| Records excerpted from a collection |
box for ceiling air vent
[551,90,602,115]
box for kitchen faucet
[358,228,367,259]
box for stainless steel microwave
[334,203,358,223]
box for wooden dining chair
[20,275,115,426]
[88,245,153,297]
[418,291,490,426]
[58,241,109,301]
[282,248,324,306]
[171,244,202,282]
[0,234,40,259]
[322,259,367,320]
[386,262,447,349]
* * *
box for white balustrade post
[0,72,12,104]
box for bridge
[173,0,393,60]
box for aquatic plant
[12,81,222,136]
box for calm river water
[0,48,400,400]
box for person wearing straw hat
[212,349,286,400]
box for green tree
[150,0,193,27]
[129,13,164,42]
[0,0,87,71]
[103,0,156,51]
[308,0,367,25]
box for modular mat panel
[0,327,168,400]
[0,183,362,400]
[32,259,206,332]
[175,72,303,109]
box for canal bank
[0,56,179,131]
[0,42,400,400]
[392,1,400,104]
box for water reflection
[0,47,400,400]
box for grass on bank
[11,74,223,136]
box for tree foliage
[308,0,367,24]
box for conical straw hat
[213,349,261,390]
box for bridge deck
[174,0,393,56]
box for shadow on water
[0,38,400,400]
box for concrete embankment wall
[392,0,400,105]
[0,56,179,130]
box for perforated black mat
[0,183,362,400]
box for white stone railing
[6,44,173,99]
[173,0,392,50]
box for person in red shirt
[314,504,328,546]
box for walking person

| EXERCISE TASK |
Turn the stretch of data from the line containing "box for aquatic plant" through the line containing "box for walking person" into a Markdown table with the columns "No." and "Line", numbering each row and skipping blank lines.

| SOLUTION BELOW |
| No. | Line |
|---|---|
| 1 | box for aquatic plant |
| 2 | [12,81,222,136] |
| 3 | box for calm river water |
| 4 | [0,48,400,400] |
| 5 | box for person wearing straw hat |
| 6 | [212,349,286,400] |
| 7 | box for green tree |
| 8 | [150,0,193,27] |
| 9 | [129,13,164,42] |
| 10 | [0,0,87,71] |
| 11 | [103,0,156,51] |
| 12 | [308,0,367,25] |
| 13 | box for modular mat panel |
| 14 | [0,327,168,400] |
| 15 | [0,183,362,400] |
| 16 | [32,259,206,332] |
| 17 | [175,72,303,109] |
| 18 | box for canal bank |
| 19 | [0,56,179,131] |
| 20 | [0,42,400,400] |
| 21 | [392,1,400,104] |
| 22 | box for water reflection |
| 23 | [0,47,400,400] |
| 24 | box for grass on bank |
| 25 | [11,74,223,136] |
| 26 | box for tree foliage |
| 27 | [308,0,367,24] |
| 28 | box for conical straw hat |
| 29 | [213,349,261,390] |
| 30 | box for bridge deck |
| 31 | [174,0,393,56] |
| 32 | box for shadow on water |
| 33 | [0,38,400,400] |
| 34 | box for concrete embankment wall |
| 35 | [392,0,400,105] |
| 36 | [0,56,179,130] |
| 37 | box for perforated black mat |
| 38 | [0,183,362,400] |
| 39 | box for white stone railing |
| 40 | [6,44,173,99] |
| 41 | [173,0,392,50] |
| 42 | box for person in red shirt |
| 43 | [314,504,328,546] |
| 44 | box for walking person |